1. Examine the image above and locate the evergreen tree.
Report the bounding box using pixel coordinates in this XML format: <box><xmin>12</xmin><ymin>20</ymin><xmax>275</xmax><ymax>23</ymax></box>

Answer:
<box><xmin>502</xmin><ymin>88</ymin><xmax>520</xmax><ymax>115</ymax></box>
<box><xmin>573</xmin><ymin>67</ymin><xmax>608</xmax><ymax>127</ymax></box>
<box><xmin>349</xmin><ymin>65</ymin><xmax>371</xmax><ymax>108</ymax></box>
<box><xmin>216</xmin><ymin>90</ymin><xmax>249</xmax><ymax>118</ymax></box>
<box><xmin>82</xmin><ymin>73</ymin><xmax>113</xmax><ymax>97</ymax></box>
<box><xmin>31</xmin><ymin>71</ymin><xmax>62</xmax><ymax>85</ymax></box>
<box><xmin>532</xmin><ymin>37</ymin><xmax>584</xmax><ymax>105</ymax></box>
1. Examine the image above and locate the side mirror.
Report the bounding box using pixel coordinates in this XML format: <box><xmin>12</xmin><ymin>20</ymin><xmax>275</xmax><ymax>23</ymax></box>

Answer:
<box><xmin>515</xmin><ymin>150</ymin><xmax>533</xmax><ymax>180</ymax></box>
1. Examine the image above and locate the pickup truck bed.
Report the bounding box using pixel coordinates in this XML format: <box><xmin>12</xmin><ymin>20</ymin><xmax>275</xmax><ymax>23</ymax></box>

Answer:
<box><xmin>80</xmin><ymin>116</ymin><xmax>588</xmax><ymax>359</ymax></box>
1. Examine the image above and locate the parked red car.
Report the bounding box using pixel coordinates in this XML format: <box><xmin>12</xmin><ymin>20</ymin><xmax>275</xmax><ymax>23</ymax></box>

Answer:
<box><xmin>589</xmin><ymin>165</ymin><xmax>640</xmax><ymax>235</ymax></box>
● ● ● ● ●
WHAT YOU NEED TO DO: Copy the records above word for word, from start to finish.

THE RESULT:
1. Examine the image above and locate the evergreen tree.
Report the bounding box using pixel coordinates in this XML format: <box><xmin>12</xmin><ymin>20</ymin><xmax>275</xmax><ymax>23</ymax></box>

Answer:
<box><xmin>502</xmin><ymin>88</ymin><xmax>520</xmax><ymax>115</ymax></box>
<box><xmin>573</xmin><ymin>67</ymin><xmax>608</xmax><ymax>127</ymax></box>
<box><xmin>349</xmin><ymin>65</ymin><xmax>371</xmax><ymax>108</ymax></box>
<box><xmin>216</xmin><ymin>90</ymin><xmax>249</xmax><ymax>118</ymax></box>
<box><xmin>82</xmin><ymin>73</ymin><xmax>113</xmax><ymax>97</ymax></box>
<box><xmin>31</xmin><ymin>71</ymin><xmax>62</xmax><ymax>85</ymax></box>
<box><xmin>532</xmin><ymin>37</ymin><xmax>584</xmax><ymax>105</ymax></box>
1. Examine the image above and locate the side mirror.
Report the bounding box using pixel coordinates in this XML format: <box><xmin>12</xmin><ymin>20</ymin><xmax>275</xmax><ymax>23</ymax></box>

Answer:
<box><xmin>515</xmin><ymin>150</ymin><xmax>533</xmax><ymax>180</ymax></box>
1. Examine the image above and locate the pickup truck bed.
Report the bounding box using pixel coordinates in this XML format: <box><xmin>12</xmin><ymin>20</ymin><xmax>275</xmax><ymax>23</ymax></box>

Answer:
<box><xmin>80</xmin><ymin>116</ymin><xmax>588</xmax><ymax>359</ymax></box>
1. Examine the image above and locate the parked red car.
Report the bounding box using pixel coordinates in this XML format: <box><xmin>12</xmin><ymin>20</ymin><xmax>275</xmax><ymax>23</ymax></box>

Answer:
<box><xmin>589</xmin><ymin>165</ymin><xmax>640</xmax><ymax>235</ymax></box>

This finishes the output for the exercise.